(Named object pointing entries)
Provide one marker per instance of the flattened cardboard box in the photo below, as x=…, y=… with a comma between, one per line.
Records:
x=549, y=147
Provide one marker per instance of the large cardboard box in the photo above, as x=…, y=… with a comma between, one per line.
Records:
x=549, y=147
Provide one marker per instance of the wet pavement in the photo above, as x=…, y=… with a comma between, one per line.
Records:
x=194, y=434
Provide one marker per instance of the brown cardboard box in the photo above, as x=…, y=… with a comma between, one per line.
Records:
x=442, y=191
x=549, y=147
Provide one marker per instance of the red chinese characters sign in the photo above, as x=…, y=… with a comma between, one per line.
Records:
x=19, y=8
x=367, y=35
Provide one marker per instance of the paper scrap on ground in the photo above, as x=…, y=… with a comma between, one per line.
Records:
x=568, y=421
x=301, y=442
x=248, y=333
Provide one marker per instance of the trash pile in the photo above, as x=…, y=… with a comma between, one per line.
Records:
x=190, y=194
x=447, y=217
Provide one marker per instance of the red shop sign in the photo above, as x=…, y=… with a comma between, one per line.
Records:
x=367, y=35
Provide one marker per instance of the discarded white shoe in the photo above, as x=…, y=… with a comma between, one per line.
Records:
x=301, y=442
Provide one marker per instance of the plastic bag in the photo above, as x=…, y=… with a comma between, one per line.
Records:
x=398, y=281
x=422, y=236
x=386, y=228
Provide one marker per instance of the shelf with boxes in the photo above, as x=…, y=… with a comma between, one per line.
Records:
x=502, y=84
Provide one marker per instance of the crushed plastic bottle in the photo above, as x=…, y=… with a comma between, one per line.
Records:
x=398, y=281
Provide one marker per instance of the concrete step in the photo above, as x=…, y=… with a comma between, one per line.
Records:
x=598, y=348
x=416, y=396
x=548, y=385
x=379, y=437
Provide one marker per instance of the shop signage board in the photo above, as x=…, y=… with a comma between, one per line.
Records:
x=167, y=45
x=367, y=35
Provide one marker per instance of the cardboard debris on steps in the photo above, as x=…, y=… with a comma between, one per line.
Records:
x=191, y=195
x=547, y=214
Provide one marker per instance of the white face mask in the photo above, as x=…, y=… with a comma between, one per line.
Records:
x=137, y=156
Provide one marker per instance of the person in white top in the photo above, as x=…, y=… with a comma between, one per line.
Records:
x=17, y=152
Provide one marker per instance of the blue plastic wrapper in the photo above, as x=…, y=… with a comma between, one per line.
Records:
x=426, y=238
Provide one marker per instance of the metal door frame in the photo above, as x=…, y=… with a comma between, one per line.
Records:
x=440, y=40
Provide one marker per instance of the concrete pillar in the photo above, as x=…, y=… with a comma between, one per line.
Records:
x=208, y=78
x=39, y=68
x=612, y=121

# EXERCISE AIM
Write out every line of the listing above verbatim, without any alteration.

# RESPONSE FOR THIS EXERCISE
Provide one marker per instance of the flattened cardboard box in the photo below, as x=…, y=… with a comma between, one per line.
Records:
x=549, y=147
Provide one marker per instance of the large cardboard box in the photo above, as x=…, y=… with a comma between, one per line.
Records:
x=549, y=147
Provide one marker per instance of the wet pavement in the photo above, as x=…, y=… with a comma between, one per line.
Records:
x=194, y=434
Provide one marker per instance of the brown cardboard box in the photo above, as x=…, y=… with a comma between, one per line.
Records:
x=442, y=191
x=549, y=147
Provide one marker per instance of the red chinese characters sign in the photo above, as x=…, y=… with a comma between, one per line.
Records:
x=19, y=8
x=367, y=35
Provide one marker per instance of the paper scrap on ground in the photo above, as x=…, y=… with a comma between, one per line.
Records:
x=568, y=421
x=301, y=442
x=248, y=333
Provide one marker per instance of the trash pile in the photo above, as x=…, y=… with a comma between, one per line.
Records:
x=190, y=194
x=447, y=217
Provide one marker per instance of the red shop sign in the photo above, as x=…, y=… with a comma between, one per line.
Records:
x=367, y=35
Provide one marker per instance of the discarded white shoe in the photo above, as x=…, y=… with a comma between, one per line.
Records:
x=301, y=442
Provide one marker per instance of the plastic bag in the photo above, as x=…, y=… with a comma between, one per line.
Records:
x=398, y=281
x=422, y=236
x=386, y=228
Provide one marker per instance of the shelf with boxes in the photo above, as x=…, y=… with a comma between, one per line.
Records:
x=502, y=84
Provide one marker per instance of the crushed plastic bottle in the photo above, as x=…, y=… with a comma between, one per line.
Records:
x=398, y=281
Provide one marker per instance of the concrete step in the photo above, as x=…, y=… with a comma between, one per line.
Records:
x=598, y=348
x=416, y=396
x=548, y=385
x=379, y=437
Provide one marker per instance of the shop signage board in the photo above, as x=…, y=… with a comma between, one per line.
Records:
x=167, y=45
x=367, y=35
Provide one marker per instance of the cardboard debris on steps in the photo above, as x=…, y=… with a comma between, one per line.
Records:
x=191, y=195
x=547, y=214
Provide one marker per instance of the white face mask in the photo above, as x=…, y=… with a comma between, one per line.
Records:
x=137, y=156
Provide one marker per instance of the person in white top in the photo above, as x=…, y=… with a comma between, one per line.
Records:
x=17, y=152
Provide one marker per instance of the blue plastic wrapper in the photo above, as x=…, y=… with a comma between, one per line.
Records:
x=426, y=238
Provide one marker per instance of the metal door frame in the photo above, as x=…, y=… with a comma between, one per line.
Records:
x=440, y=40
Provide one marker per instance of the concrete pillar in the photo above, as x=…, y=… with a comma between, one per line.
Records:
x=208, y=78
x=39, y=68
x=612, y=121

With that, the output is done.